Start of TASK INPUTS

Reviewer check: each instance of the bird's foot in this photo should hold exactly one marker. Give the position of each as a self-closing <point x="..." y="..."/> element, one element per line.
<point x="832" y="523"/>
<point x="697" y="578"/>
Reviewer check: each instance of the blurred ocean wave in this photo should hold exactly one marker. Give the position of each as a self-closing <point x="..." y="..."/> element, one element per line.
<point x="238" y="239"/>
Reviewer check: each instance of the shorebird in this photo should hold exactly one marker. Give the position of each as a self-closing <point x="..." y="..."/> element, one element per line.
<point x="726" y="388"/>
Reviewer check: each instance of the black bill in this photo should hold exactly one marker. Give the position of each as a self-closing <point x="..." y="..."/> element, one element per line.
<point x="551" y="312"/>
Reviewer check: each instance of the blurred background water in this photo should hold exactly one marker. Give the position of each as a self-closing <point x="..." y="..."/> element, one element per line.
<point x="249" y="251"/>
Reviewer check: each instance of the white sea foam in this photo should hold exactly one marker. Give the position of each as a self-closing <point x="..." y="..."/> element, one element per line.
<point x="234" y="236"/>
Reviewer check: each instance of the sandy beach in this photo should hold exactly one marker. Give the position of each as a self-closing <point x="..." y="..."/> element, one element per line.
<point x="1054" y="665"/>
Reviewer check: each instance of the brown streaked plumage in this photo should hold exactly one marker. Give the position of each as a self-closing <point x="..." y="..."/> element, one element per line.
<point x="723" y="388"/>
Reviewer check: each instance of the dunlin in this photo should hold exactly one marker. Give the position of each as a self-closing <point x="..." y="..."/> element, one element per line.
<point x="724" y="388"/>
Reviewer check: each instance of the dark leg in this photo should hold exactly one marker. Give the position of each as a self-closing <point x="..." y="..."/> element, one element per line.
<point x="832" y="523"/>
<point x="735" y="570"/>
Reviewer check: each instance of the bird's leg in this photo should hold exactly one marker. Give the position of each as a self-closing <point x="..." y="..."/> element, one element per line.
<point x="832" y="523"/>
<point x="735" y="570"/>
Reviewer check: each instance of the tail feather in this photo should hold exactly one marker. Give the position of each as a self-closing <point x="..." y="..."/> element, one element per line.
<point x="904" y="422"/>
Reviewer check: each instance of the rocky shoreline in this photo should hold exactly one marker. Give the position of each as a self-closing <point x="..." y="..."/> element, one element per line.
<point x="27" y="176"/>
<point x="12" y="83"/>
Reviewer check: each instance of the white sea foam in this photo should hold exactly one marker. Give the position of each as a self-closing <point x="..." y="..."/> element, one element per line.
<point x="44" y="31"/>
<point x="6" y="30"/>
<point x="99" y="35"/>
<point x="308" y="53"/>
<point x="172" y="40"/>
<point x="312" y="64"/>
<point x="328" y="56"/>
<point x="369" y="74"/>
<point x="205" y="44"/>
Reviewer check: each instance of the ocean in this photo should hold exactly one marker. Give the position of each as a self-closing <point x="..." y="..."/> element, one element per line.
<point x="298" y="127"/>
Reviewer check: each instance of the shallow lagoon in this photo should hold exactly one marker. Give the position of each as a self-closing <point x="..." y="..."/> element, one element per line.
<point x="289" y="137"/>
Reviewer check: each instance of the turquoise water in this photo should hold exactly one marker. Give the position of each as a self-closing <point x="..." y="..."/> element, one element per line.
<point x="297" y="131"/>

End of TASK INPUTS

- _EXERCISE TASK_
Starting at the line that contains "Reviewer check: each instance of the turquoise" and ending at the end of the records, write out those lines again with their requests, scaling every coordinate in the answers by 1.15 and rounding to whole numbers, with halves rounded up. Give only these lines.

- _SOLVED PROBLEM_
Reviewer check: each instance of the turquoise water in this photo should hold exactly one marker. Give the position of each as a self-closing <point x="..." y="..."/> element, one element per line.
<point x="342" y="151"/>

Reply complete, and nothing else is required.